-------- GIVEN INFORMATION --------

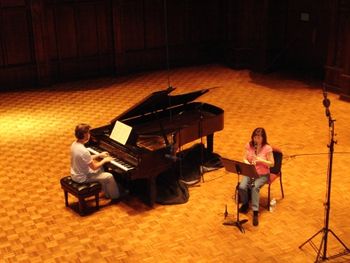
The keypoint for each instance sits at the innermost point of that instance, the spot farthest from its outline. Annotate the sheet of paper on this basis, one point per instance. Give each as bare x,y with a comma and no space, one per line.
121,132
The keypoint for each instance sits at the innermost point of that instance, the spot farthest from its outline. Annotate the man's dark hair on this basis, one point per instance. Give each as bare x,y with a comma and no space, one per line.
81,130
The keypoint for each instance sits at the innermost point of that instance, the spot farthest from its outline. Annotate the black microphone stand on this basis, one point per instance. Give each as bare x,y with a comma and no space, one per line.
238,223
325,230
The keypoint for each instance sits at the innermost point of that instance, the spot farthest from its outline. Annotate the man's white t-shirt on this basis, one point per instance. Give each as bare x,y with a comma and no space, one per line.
80,160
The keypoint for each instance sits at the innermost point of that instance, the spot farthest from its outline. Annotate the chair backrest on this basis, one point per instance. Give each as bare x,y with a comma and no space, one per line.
278,156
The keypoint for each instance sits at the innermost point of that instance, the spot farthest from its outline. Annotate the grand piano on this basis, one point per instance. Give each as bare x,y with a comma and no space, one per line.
161,123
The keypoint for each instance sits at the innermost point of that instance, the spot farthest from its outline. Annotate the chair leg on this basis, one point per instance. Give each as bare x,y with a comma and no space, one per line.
97,198
81,205
66,197
281,186
268,197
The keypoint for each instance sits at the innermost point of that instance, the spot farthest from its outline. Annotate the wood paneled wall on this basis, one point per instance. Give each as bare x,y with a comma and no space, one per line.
46,41
16,46
194,31
338,61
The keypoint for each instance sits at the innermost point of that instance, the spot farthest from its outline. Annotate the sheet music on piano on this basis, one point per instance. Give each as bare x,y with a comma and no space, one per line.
120,132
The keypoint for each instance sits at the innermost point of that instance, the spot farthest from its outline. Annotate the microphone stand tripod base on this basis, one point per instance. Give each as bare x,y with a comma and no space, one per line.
237,223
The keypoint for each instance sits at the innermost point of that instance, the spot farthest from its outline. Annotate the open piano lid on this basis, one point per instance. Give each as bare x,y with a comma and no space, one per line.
159,100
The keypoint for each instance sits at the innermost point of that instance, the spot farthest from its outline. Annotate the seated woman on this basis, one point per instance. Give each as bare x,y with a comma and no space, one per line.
259,153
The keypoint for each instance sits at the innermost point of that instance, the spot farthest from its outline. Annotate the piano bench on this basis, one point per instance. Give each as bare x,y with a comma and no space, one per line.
80,191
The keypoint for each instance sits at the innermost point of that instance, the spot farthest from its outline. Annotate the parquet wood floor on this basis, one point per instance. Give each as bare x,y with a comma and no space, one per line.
36,130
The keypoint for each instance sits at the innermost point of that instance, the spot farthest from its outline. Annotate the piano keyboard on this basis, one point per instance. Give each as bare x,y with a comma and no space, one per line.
117,162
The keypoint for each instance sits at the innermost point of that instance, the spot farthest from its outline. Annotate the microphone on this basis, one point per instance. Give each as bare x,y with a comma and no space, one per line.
326,102
172,157
256,148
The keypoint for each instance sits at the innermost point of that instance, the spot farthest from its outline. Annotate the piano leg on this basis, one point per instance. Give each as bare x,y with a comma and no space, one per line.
152,190
210,142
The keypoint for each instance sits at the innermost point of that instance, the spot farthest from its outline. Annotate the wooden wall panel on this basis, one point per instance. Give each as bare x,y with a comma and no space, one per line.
12,3
66,32
337,67
195,31
87,37
132,25
154,24
16,36
177,17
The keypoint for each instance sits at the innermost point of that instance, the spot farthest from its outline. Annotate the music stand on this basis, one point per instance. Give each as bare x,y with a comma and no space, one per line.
244,169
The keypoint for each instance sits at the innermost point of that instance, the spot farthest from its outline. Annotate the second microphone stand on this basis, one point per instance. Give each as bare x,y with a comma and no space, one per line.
325,230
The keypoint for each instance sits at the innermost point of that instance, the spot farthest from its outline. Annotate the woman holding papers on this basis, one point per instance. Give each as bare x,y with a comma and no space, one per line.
258,153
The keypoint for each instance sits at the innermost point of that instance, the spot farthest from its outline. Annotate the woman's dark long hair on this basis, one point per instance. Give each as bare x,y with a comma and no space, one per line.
259,131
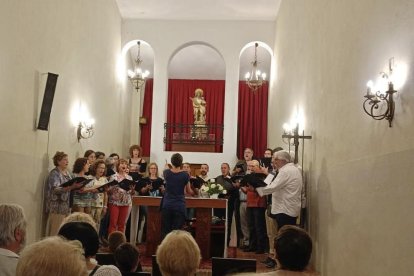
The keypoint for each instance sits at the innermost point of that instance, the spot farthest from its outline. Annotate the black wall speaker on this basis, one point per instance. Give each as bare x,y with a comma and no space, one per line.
47,102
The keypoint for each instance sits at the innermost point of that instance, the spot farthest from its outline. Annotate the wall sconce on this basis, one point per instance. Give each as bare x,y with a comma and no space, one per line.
381,98
290,133
255,78
137,77
85,129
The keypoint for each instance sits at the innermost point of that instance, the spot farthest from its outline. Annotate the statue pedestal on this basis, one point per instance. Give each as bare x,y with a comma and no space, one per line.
199,132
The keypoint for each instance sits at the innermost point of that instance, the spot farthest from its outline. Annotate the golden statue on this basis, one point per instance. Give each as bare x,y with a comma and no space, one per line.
199,107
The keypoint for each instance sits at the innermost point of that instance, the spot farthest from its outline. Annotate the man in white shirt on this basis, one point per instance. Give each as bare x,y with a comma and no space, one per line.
12,237
285,188
204,172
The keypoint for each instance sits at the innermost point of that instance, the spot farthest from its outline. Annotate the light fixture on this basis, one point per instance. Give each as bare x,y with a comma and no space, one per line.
255,78
85,129
379,100
292,132
137,77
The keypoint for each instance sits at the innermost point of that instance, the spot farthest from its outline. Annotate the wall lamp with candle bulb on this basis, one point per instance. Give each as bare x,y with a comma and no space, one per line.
380,104
85,129
83,122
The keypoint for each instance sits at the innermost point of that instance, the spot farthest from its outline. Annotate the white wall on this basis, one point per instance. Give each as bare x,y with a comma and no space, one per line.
80,41
166,37
359,170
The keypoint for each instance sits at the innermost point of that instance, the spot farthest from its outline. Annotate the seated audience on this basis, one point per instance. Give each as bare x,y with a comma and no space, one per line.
87,235
79,217
178,254
115,239
52,256
127,258
293,247
12,237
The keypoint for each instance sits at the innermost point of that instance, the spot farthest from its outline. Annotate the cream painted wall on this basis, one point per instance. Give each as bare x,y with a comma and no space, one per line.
359,170
80,41
166,37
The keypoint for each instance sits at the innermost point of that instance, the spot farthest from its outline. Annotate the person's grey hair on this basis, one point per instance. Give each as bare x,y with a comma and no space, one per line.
283,155
12,218
52,256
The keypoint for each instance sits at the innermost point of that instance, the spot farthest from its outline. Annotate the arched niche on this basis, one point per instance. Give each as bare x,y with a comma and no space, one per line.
195,65
197,60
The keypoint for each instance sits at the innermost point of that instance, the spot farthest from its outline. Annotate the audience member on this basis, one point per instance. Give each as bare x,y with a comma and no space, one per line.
12,237
100,155
115,239
87,235
178,254
293,251
137,164
127,258
57,197
79,217
52,256
173,210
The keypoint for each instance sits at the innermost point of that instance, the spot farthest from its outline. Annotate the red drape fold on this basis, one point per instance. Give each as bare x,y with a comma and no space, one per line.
252,119
147,112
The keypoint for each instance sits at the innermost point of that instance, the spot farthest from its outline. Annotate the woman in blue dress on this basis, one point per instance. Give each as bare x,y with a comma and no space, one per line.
177,183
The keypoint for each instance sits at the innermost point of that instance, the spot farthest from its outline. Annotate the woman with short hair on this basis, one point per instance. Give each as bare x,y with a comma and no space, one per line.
120,200
57,197
82,200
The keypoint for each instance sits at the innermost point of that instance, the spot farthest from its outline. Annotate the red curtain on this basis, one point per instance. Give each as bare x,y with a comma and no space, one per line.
180,108
147,112
252,119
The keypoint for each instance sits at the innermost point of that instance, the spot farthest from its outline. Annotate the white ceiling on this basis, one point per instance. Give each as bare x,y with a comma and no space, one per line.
209,64
199,9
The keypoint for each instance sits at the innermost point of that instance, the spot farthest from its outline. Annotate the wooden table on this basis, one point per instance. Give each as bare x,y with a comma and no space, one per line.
203,208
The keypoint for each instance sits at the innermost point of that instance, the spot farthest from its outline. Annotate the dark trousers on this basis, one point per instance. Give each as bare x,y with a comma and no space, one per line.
258,239
283,219
171,220
231,202
143,211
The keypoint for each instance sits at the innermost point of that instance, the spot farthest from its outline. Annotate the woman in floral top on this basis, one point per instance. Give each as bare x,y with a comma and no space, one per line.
57,198
119,199
82,200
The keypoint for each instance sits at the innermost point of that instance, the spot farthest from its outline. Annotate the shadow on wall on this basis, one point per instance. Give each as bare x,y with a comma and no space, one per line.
323,218
41,192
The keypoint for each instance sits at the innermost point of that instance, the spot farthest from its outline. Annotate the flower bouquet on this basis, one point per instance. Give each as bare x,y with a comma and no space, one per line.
213,189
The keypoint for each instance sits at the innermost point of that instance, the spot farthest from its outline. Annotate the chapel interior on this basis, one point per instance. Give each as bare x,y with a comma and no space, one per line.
319,56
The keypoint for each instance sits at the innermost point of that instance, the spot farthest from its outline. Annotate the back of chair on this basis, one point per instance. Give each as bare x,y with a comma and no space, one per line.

--------

### [WORK REQUEST]
Starting at the line that contains "the wooden table", transcribe every line through the last line of the entries above, exactly, and nothing else.

### [WRITTEN RESPONSE]
The keypoint for each instance sits at the innermost point of that instance, the spot farthest from its outline. Annotate the wooden table on this basis, one point per instance. Give each as bare x,y with a comma and no space, one per line.
203,208
The keypoint for each instance sits at the innermost point of that instance, the spot farthest from its outline. Annotate the dark trousers on this basis, one point per instance. Give each as bare x,y with a comma and no space, one per line.
258,239
283,219
171,220
231,202
143,211
The keypoint for each instance sits at the innermost point of that instance, the spot farthest from its outline. Annotate the woman in floral top on this basis, one point per instance. Give each as bare x,y with a comma and no space, one per line.
57,198
119,199
82,200
The keypoint for each instance sits at the innermost point of that instance, the spot farthest from its outline. Annotate the shadow on wall on this basis, one point per instance. Give each as bare x,y with a comma and no space, one per line.
323,218
41,192
The keypoint for each instance sits at the innermost point of that instance, the spot farthest from its outline. Annotate the flower bouquet on this basis, one point per instance. Give each as bare x,y with a comma and no space, one per line.
213,189
The keypoint for each instance sits at the innermost point of that instance, the spot farthest from its outline. Annotate the chapel interior on this basis, one point per instance. Give each as bare x,y with a comma and no space, one per line.
319,56
The keypoint for each instance sits at the innermost point of that instance, the spot farthest from its outline. Annotate the back of chair on this basis, one point per instance. Give each as bare x,y with a comma and no space, one per line.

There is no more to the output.